***** Data to process *****

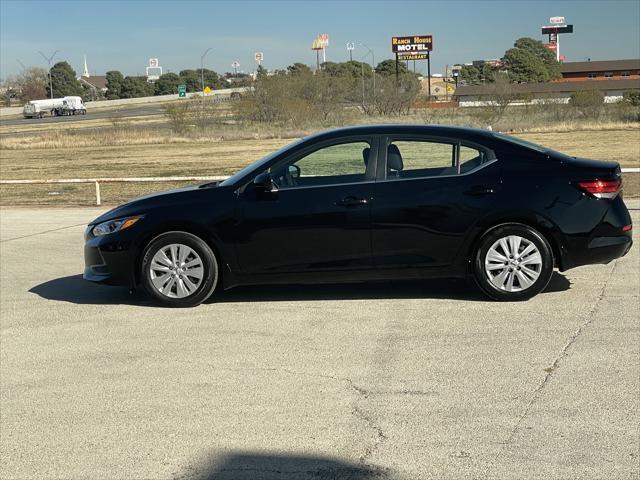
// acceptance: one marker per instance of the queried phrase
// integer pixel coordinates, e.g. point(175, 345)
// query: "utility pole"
point(49, 59)
point(373, 64)
point(202, 72)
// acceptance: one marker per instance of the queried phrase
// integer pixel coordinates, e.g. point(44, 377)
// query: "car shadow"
point(249, 466)
point(74, 289)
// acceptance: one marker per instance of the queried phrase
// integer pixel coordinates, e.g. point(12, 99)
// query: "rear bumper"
point(600, 250)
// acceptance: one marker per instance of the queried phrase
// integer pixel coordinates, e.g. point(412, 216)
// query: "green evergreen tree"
point(64, 80)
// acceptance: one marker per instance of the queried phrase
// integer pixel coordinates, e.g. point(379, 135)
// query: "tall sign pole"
point(556, 27)
point(49, 59)
point(429, 74)
point(350, 47)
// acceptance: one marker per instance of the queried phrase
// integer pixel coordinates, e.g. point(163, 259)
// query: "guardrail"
point(224, 92)
point(98, 181)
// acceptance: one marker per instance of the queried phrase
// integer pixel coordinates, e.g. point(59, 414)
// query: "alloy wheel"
point(513, 263)
point(176, 270)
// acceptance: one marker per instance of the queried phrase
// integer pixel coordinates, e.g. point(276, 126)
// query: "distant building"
point(600, 70)
point(558, 92)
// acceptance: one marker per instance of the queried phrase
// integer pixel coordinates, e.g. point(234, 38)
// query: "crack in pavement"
point(42, 233)
point(550, 371)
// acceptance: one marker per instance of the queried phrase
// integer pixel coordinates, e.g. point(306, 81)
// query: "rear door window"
point(418, 159)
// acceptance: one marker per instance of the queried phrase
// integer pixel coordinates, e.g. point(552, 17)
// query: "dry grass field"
point(138, 148)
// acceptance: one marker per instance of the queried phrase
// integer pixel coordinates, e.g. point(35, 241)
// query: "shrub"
point(179, 116)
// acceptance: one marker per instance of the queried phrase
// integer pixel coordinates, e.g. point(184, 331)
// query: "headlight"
point(111, 226)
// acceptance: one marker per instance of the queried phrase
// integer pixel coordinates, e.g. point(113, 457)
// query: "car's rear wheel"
point(513, 262)
point(179, 269)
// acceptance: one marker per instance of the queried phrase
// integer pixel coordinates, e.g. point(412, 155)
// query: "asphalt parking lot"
point(414, 380)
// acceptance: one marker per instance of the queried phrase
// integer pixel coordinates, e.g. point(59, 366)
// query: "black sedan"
point(371, 203)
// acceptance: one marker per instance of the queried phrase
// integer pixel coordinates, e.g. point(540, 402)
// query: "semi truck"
point(54, 107)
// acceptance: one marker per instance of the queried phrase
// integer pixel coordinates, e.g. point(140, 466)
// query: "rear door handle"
point(478, 190)
point(351, 201)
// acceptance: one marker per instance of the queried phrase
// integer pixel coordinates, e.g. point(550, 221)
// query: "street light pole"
point(202, 71)
point(49, 59)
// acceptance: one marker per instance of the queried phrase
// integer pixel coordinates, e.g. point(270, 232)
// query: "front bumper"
point(109, 259)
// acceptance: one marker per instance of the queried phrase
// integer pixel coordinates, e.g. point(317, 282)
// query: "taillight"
point(602, 188)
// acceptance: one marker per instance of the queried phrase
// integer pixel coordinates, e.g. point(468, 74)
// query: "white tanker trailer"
point(54, 107)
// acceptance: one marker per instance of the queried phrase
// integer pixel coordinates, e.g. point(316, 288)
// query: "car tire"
point(513, 262)
point(179, 269)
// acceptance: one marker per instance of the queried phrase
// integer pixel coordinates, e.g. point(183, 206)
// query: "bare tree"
point(31, 84)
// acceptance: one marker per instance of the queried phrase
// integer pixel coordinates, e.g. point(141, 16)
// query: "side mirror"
point(294, 171)
point(264, 183)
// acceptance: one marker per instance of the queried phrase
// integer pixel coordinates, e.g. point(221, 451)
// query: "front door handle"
point(478, 190)
point(351, 201)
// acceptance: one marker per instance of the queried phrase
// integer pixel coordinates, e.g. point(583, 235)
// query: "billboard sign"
point(320, 42)
point(413, 44)
point(413, 56)
point(557, 29)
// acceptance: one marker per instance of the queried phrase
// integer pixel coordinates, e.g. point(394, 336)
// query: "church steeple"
point(86, 69)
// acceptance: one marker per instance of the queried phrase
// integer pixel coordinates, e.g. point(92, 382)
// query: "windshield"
point(257, 165)
point(522, 143)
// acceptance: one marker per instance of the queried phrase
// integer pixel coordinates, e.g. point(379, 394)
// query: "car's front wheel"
point(179, 269)
point(513, 262)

*****

Work to be completed
Collect every line of the rows above that contains the string "sign", copying each line unchanged. Case counts.

Task response
// query: "tall sign pole"
// query: "billboard sign"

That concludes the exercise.